--- DOCUMENT EXTRACT ---

Aerobic exercise refers to low- to moderate-intensity activity that uses oxygen (or air) for energy, explains Elizabeth Joy, a family, sports and lifestyle medicine physician based in Salt Lake City, and chair of the American College of Sports Medicine’s Exercise is Medicine program. It includes activities that can be performed for longer periods, such as 20 minutes or an hour, like walking, cycling, swimming, dancing, group fitness classes, gardening or playing sports like pickleball.
This differs from anaerobic exercise, which uses glucose (or sugar) that’s stored in the muscles for energy, Joy says. Anaerobic exercises are typically done in short bursts — movements like weight lifting, sprinting or high-intensity interval training (HIIT). Older adults get the most benefits from combining aerobic and anaerobic exercises, she notes.
Aerobic exercise, often referred to as “cardio,” uses large muscle groups “in a continuous, kind of rhythmic way to increase your heart rate, increase your breathing rate,” says Thomas Buford, a professor and director of the Center for Exercise Medicine at the University of Alabama at Birmingham.
DiPeitro recommends that you aim for 40 to percent of your VO2 max, which is the amount of oxygen your body uses during exercise. To calculate what yours should be, she says to subtract your age from 220 (this number is the maximum number of times your heart should beat per minute), and then take 50 percent of that. If you don’t have a smartwatch or heart rate monitor, exercise at a level where you can talk while exercising but would have difficulty singing.
VO2 max is “the intensity that you should be walking at,” or performing other aerobic exercises, DiPietro says. And doing so brings a wealth of health benefits, Buford adds. Here are six ways aerobic exercise is good for you:
1. It protects your heart.
Aerobic activity engages the “entire cardiorespiratory system,” DiPietro says, including your heart, lungs, arteries and veins. Activities like walking your dog or doing yard work get your heart pumping, which improves blood flow and enhances your muscles’ ability to receive oxygen so your heart doesn’t need to work as hard to pump blood to your muscles.
These movements also lower your risk for heart disease and high blood pressure, Buford says. A 2025 systematic review published in the Journal of General Medicine found that people over 60 who participated in aerobic exercise had “significantly reduced” blood pressure and heart rate and improved cardiorespiratory health.
Overall, “performing aerobic activity is associated with a reduced risk of heart attack, heart failure, even strokes,” Joy says. She adds that exercise, under a doctor’s supervision, can also help rehabilitate the heart after a heart attack.
2. It enhances metabolic health.
Another benefit is that aerobic exercise helps improve body composition and body weight, Joy says. According to a small 2017 study published in The New England Journal of Medicine, when obese people over 65 engaged in aerobic exercise, they saw a 9 percent decrease in body weight.
As a result, aerobic exercise can lower your risk for diabetes and help you manage the condition if you have it, Joy says. Physical activity, in general, has been shown to reduce your risk for metabolic syndrome, including lowering blood sugar, bad cholesterol, triglycerides, blood pressure and waist circumference.

--- GIVEN RECORDS ---

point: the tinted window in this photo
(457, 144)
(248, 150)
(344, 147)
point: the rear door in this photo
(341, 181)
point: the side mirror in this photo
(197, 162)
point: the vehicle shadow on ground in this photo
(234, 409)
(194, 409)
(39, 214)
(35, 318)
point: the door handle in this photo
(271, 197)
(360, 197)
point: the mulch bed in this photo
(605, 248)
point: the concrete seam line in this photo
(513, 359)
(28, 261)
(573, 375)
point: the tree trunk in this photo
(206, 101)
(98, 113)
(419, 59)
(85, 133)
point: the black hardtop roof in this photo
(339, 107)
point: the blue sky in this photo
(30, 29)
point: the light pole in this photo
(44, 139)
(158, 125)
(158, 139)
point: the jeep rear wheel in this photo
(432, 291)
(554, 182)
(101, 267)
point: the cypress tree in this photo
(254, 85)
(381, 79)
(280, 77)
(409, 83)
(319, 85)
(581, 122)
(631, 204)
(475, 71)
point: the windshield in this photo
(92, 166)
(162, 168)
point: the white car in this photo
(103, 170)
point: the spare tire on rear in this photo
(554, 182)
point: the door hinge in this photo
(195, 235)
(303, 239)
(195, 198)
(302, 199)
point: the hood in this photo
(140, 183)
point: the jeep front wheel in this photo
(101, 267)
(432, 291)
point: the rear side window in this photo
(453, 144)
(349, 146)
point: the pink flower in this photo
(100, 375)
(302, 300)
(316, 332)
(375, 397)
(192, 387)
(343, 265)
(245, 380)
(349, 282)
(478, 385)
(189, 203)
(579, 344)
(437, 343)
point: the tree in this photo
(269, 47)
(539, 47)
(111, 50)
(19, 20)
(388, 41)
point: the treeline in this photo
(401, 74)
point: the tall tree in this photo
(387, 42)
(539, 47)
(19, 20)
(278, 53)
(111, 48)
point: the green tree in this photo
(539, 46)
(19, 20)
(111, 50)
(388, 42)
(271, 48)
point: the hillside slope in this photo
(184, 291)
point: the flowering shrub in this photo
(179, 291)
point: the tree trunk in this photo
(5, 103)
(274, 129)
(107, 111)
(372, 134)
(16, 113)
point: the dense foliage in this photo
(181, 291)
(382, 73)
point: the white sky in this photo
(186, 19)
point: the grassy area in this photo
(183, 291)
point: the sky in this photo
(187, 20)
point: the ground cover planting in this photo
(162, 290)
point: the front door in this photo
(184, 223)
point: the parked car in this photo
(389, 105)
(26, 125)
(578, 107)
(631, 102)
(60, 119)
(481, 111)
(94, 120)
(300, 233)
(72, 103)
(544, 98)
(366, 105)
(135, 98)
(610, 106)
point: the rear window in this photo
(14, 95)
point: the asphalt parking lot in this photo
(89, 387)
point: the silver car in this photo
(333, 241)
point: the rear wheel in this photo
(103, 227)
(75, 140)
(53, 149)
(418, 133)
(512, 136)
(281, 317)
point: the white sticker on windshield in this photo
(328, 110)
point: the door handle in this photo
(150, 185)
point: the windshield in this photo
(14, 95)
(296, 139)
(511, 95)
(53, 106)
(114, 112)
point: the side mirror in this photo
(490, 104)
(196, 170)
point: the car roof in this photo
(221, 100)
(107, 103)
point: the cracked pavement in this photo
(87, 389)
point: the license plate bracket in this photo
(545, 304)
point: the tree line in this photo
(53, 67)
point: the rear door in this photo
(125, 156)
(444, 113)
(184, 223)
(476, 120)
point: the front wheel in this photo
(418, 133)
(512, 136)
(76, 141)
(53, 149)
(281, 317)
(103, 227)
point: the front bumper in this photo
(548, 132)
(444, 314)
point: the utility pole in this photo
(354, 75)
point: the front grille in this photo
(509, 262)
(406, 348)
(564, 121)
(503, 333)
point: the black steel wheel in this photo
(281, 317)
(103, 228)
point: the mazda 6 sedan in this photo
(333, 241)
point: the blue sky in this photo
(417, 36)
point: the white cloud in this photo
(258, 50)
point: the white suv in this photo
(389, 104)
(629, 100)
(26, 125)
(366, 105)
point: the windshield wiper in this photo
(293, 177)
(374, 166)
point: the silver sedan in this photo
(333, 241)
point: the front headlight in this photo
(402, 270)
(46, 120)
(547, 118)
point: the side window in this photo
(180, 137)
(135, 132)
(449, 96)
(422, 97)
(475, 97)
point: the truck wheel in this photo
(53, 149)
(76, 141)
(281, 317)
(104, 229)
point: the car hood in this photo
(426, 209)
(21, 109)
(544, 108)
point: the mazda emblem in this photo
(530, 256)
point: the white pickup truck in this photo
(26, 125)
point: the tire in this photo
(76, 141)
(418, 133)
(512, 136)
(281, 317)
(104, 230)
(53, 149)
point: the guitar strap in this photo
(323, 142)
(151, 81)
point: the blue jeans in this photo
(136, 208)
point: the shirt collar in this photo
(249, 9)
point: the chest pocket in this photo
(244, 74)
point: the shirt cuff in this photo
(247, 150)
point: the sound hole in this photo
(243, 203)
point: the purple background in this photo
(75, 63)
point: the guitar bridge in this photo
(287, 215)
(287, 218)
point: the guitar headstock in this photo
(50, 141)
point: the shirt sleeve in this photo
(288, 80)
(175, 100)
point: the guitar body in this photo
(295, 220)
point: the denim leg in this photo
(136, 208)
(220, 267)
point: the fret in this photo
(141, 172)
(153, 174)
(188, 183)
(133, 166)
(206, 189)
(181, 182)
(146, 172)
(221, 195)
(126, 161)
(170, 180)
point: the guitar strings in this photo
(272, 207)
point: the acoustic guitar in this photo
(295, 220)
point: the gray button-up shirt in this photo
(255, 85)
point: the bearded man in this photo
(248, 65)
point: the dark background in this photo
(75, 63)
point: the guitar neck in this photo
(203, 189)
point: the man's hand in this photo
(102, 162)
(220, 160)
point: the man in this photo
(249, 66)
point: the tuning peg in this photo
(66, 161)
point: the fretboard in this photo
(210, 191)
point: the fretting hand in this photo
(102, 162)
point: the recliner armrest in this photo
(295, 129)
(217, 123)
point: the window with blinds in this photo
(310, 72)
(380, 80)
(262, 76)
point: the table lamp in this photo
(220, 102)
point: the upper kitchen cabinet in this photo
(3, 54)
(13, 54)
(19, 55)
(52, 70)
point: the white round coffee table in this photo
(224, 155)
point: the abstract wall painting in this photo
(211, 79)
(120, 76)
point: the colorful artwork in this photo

---

## LIST OF TASKS
1/ Answer these questions using the article on aerobic exercise:
(a) In which city is Elizabeth Joy based?
(b) What decrease in body weight did obese people over 65 see in the 2017 study?
(c) Which center does Thomas Buford direct?
2/ Output word for word the portion of the article on aerobic exercise that begins at the words "DiPeitro recommends that" and stops after the words "have difficulty singing.".
3/ State whether each statement agrees with the article on aerobic exercise, answering yes or no and quoting the deciding words:
(a) Anaerobic exercise uses glucose stored in the muscles for energy.
(b) The 2025 systematic review appeared in The New England Journal of Medicine.
(c) Gardening is named as an aerobic activity.
The data above are separate material, distinct from the article on aerobic exercise.

## SOLUTIONS IN ORDER
1/
(a) Salt Lake City.
(b) A 9 percent decrease.
(c) The Center for Exercise Medicine at the University of Alabama at Birmingham.

2/
DiPeitro recommends that you aim for 40 to percent of your VO2 max, which is the amount of oxygen your body uses during exercise. To calculate what yours should be, she says to subtract your age from 220 (this number is the maximum number of times your heart should beat per minute), and then take 50 percent of that. If you don’t have a smartwatch or heart rate monitor, exercise at a level where you can talk while exercising but would have difficulty singing.

3/
(a) Yes: "uses glucose (or sugar) that’s stored in the muscles for energy"
(b) No: "A 2025 systematic review published in the Journal of General Medicine"
(c) Yes: "group fitness classes, gardening or playing sports like pickleball"